### YOUR ASSIGNMENT
Give back, character for character, the line that includes "Could you please identify the car" and all lines beneath it in the data.

Stored data entries

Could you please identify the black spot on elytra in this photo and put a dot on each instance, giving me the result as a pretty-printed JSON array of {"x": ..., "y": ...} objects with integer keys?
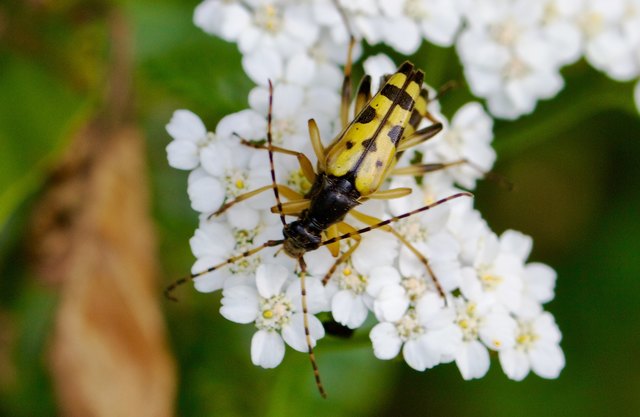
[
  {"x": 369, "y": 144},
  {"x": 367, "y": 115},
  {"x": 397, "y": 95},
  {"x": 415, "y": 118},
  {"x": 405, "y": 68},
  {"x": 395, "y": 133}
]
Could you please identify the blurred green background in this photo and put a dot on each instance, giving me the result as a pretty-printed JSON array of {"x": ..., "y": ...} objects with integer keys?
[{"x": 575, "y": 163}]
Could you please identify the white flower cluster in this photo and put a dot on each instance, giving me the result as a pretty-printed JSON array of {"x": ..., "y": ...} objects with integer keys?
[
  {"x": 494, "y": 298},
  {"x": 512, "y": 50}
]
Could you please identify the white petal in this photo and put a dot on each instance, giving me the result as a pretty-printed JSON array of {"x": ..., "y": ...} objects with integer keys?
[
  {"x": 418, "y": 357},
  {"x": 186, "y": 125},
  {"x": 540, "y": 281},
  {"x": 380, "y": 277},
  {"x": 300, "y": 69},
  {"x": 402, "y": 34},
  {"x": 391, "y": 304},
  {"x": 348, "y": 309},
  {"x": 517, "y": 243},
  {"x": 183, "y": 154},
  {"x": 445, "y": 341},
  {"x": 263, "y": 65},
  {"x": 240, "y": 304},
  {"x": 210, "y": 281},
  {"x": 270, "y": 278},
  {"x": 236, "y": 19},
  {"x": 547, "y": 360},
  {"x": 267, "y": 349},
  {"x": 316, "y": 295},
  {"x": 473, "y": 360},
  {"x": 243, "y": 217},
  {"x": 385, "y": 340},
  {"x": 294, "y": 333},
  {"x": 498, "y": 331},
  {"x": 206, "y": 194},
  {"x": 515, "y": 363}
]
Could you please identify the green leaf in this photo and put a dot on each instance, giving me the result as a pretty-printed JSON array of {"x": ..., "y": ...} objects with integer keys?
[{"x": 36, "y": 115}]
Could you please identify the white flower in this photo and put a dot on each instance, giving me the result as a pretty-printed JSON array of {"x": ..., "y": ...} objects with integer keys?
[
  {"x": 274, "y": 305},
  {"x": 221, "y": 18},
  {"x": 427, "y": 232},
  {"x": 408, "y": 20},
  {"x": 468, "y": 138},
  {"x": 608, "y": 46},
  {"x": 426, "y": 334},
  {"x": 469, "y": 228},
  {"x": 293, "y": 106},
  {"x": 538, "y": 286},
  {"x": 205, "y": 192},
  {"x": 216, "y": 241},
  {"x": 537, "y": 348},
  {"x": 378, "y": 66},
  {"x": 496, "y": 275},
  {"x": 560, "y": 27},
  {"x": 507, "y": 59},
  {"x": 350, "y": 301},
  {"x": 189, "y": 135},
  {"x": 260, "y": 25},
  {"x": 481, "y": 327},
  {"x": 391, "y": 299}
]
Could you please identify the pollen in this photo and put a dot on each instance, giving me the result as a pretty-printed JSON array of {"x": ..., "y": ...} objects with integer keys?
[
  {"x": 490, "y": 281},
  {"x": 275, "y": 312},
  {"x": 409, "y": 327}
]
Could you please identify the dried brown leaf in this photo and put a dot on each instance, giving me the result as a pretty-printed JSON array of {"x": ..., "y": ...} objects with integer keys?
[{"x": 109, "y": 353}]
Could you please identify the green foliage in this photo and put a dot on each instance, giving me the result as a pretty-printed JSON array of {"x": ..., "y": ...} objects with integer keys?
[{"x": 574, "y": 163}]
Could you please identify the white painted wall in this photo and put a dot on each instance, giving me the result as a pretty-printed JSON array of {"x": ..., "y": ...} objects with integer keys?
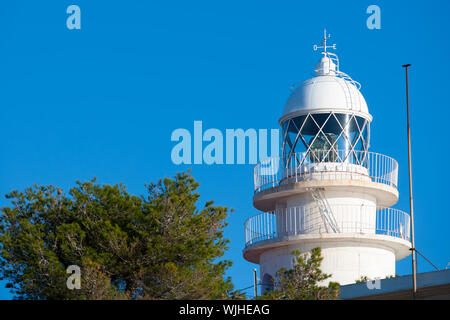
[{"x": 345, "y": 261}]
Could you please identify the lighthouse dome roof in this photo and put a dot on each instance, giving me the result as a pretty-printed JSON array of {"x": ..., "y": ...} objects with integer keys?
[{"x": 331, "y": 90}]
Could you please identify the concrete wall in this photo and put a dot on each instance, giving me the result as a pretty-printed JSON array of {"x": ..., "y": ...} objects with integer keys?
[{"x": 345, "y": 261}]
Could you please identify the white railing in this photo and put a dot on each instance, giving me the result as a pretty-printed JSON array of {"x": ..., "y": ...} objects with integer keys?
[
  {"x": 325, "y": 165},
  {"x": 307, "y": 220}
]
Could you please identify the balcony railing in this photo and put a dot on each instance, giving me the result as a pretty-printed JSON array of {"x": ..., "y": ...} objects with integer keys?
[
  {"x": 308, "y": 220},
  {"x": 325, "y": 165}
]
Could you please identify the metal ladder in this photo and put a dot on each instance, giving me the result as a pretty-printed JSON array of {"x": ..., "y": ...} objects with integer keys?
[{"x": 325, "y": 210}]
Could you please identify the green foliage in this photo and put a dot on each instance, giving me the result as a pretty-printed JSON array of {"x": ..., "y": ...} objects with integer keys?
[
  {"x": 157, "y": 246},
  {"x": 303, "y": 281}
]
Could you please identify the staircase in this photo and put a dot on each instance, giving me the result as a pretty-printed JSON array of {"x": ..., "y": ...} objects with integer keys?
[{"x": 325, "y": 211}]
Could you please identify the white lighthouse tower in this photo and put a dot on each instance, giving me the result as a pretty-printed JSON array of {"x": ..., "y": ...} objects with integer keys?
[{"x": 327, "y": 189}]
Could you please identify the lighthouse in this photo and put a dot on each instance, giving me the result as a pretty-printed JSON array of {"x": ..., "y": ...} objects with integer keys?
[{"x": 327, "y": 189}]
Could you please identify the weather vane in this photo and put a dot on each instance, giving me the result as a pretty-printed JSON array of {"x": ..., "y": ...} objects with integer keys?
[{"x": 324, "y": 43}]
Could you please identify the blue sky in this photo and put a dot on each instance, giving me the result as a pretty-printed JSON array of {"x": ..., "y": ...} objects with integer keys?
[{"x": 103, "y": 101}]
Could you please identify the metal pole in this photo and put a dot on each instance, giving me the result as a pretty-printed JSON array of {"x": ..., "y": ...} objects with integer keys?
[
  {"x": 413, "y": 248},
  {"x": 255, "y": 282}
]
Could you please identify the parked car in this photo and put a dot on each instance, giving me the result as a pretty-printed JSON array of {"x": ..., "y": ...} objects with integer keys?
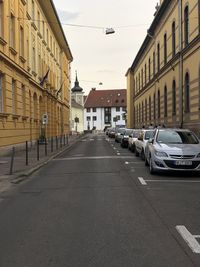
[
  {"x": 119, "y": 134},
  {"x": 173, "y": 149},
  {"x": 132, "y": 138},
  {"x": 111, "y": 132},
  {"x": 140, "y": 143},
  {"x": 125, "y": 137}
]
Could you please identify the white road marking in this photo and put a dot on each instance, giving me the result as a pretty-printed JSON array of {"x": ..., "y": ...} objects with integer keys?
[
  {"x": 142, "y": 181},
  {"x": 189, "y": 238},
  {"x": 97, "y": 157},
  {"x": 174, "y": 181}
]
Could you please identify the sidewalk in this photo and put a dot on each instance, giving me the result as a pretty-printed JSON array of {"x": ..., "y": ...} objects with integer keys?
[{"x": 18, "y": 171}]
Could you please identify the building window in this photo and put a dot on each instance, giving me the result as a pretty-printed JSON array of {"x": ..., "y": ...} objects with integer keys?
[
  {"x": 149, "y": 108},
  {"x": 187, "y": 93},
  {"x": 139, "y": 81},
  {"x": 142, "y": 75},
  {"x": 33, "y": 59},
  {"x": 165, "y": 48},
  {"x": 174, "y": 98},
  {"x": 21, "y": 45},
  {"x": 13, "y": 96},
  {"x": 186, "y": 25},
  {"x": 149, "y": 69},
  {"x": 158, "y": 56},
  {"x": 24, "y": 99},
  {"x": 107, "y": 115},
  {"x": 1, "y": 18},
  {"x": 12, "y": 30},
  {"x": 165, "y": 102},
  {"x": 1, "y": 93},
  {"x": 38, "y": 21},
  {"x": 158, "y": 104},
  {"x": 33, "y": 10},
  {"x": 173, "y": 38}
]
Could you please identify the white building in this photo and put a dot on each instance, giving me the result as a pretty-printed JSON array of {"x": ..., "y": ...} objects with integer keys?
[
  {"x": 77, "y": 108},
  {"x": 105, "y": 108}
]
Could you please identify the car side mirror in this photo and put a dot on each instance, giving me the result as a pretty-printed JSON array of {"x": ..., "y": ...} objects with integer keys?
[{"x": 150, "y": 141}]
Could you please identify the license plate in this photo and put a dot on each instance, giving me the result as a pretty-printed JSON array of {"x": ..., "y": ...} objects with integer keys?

### RESPONSE
Could you please identify the car side mirror in this photo and put a dot on each instance, giving me the result as a pretty-printed JSON array of {"x": ..., "y": ...} objects with integer keys?
[{"x": 150, "y": 141}]
Could you please identify the license plate in this photo and put a dot on each instance, giving me the result as a pretty-printed JSON array of {"x": ..., "y": ...} objects with integer keys?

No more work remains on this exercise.